#### Alıştırmanın Amacı:
Aşağıdaki kayıtlarda geçen "innermost point" ifadesini her yerde "center point" ile değiştirip satırları yeniden yaz, geri kalan hiçbir şeye dokunma. Resimleri cevaba koyma.

#### Listelenen Kayıtlar:
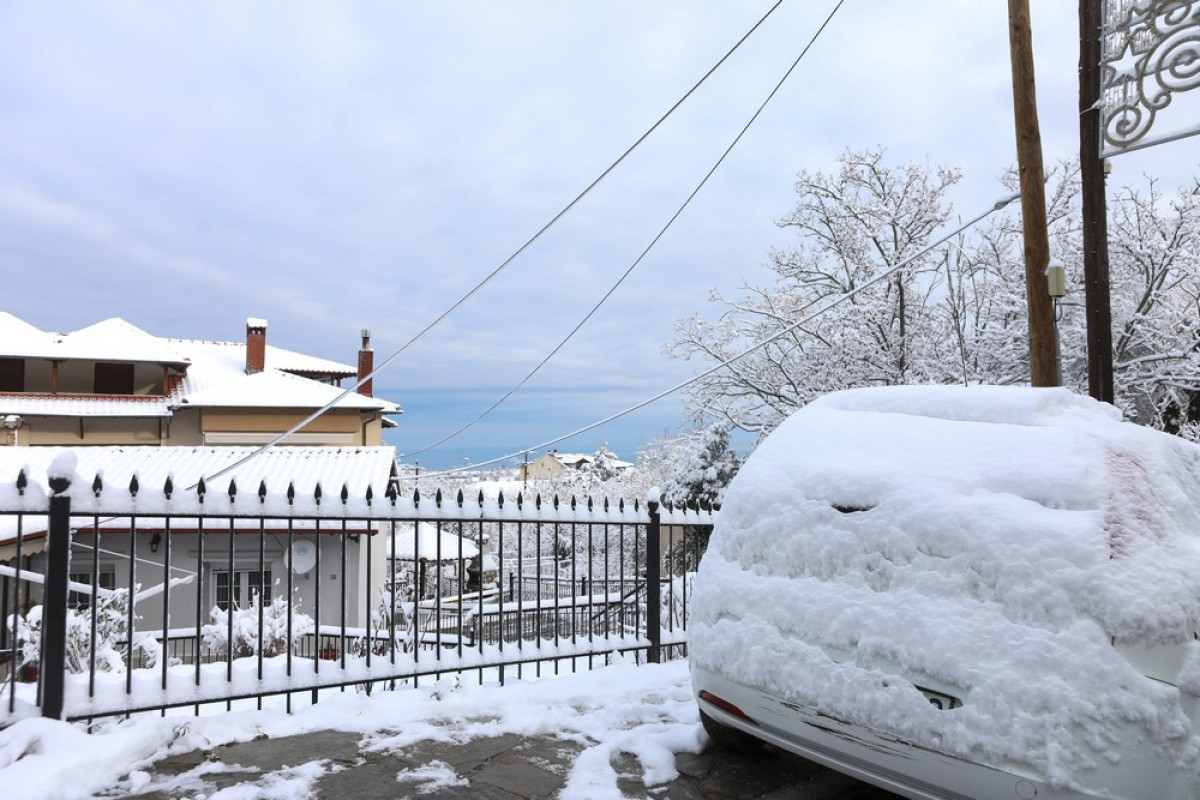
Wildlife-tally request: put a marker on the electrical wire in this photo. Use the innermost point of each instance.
(1000, 204)
(507, 262)
(643, 253)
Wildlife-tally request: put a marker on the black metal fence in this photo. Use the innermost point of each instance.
(117, 602)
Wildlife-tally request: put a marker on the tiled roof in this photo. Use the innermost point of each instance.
(113, 340)
(304, 467)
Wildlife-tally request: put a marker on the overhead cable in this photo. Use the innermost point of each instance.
(643, 253)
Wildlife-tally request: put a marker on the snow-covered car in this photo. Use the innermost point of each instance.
(961, 593)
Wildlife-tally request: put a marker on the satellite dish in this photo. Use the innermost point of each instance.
(304, 555)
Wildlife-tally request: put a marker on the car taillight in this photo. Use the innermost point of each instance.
(725, 705)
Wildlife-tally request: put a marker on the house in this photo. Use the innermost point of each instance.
(555, 463)
(234, 561)
(131, 403)
(114, 384)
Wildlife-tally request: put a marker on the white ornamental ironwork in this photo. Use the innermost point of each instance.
(1151, 53)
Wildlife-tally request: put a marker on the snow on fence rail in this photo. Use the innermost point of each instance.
(124, 599)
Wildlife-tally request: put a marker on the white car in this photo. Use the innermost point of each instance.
(961, 593)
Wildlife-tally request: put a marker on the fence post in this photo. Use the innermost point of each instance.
(52, 660)
(653, 584)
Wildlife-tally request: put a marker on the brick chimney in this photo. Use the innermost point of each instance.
(366, 364)
(256, 346)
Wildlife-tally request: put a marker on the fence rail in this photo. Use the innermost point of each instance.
(115, 602)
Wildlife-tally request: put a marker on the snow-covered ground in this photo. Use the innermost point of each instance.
(645, 710)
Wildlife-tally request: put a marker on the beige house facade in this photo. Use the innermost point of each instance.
(114, 384)
(131, 403)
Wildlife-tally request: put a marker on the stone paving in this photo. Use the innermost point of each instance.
(502, 768)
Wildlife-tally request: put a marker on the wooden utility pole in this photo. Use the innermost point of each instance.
(1096, 223)
(1033, 202)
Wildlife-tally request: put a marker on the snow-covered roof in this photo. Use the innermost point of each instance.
(217, 378)
(275, 358)
(90, 405)
(270, 389)
(580, 459)
(357, 468)
(214, 372)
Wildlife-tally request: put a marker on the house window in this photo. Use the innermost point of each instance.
(240, 587)
(114, 378)
(81, 600)
(12, 374)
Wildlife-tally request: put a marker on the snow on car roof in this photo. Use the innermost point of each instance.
(997, 540)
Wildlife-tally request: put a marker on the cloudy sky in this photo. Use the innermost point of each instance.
(339, 166)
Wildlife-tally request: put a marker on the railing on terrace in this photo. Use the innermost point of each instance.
(234, 595)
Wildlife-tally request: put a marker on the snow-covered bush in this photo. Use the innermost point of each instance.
(111, 637)
(246, 630)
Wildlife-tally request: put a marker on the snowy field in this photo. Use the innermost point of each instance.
(645, 710)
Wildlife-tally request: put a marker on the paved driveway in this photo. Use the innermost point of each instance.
(331, 764)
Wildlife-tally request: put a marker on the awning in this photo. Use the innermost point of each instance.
(426, 535)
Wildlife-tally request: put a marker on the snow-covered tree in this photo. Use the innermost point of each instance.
(111, 611)
(959, 313)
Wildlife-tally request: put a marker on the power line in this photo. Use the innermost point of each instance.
(507, 262)
(1000, 204)
(648, 247)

#### Alıştırmanın Cevabı:
Wildlife-tally request: put a marker on the electrical wire in this photo. Use the center point of each instance.
(1000, 204)
(507, 262)
(643, 253)
Wildlife-tally request: put a marker on the black metal fence in this photo. Use the center point of each instance.
(117, 602)
Wildlife-tally request: put a marker on the tiled roof in this photo. Use the center point of each instance.
(113, 340)
(304, 467)
Wildlife-tally request: put a marker on the overhead cable in this photo. Use the center point of each instance.
(643, 253)
Wildlife-tally request: put a marker on the snow-covered car in this photo. Use the center point of each instance.
(961, 593)
Wildlife-tally request: put a marker on the satellite dish in this photo. Use the center point of each instance.
(304, 555)
Wildlife-tally request: put a marker on the car taillight in this photo. Use the center point of each instance.
(725, 705)
Wildlife-tally request: put a marker on the house in this photo. Use the center point of each instance.
(555, 463)
(234, 561)
(131, 403)
(114, 384)
Wildlife-tally request: put a marker on the white ornamental ironwork in this photo. Use the center point of each instance.
(1151, 53)
Wildlife-tally request: put a marker on the snow on fence rail in this photo. Use the center point of each instance.
(124, 599)
Wildlife-tally request: put a marker on the white car in this photo. Use the center point of each instance.
(961, 593)
Wildlife-tally request: put a marker on the fence post in this photo. Use the center point of each instance.
(52, 660)
(653, 584)
Wildlife-tally request: put a marker on the brick chimney in this photo. Use the center point of each instance.
(366, 364)
(256, 346)
Wildlife-tally request: put a marker on the fence rail in this photo. Use the center point of each instance.
(115, 602)
Wildlife-tally request: put a marker on the snow-covered ground in this photo. Use the center point of each instance.
(645, 710)
Wildlife-tally request: put a marker on the beige house facade in this photo. Use the center point of each instance.
(114, 384)
(131, 403)
Wildlife-tally request: put a marker on the stone paving in this photo. Use the center point of each instance.
(502, 768)
Wildlife-tally request: put a marker on the wooden utility pole in this photo. Use the center point of each instance.
(1096, 223)
(1033, 202)
Wildlife-tally request: put a marker on the snow-covered roof in this photo. Use the center point of each instance.
(217, 378)
(275, 358)
(90, 405)
(270, 389)
(580, 459)
(357, 468)
(214, 372)
Wildlife-tally request: put a marker on the house window in this photo. Use the center point of each instance.
(240, 587)
(114, 378)
(81, 600)
(12, 374)
Wildlife-tally request: put a marker on the snow on car roof in this photo. Use the center point of each instance.
(997, 540)
Wildlife-tally request: put a marker on the cloudy sky in this photo. Use the center point of each instance.
(339, 166)
Wildlife-tally request: put a marker on the railing on terrace in this photo. Use the center point of each instance.
(234, 595)
Wildlife-tally request: put a marker on the snow-covered bush in this photo. Use the center point of each instance.
(111, 637)
(246, 630)
Wildlife-tally request: put a marker on the snowy field in this photo. Use the center point of each instance.
(645, 710)
Wildlife-tally request: put a marker on the paved driveway in this photo. Use the center point of each instance.
(331, 764)
Wildlife-tally request: put a marker on the awning in this photo. Use the center point of each instance.
(426, 535)
Wildlife-tally request: put a marker on the snow-covered tree in this photo. Use the center point of each instance.
(111, 611)
(959, 313)
Wildlife-tally request: put a marker on the power line in this photo. Use the center point of each instance.
(507, 262)
(1000, 204)
(648, 247)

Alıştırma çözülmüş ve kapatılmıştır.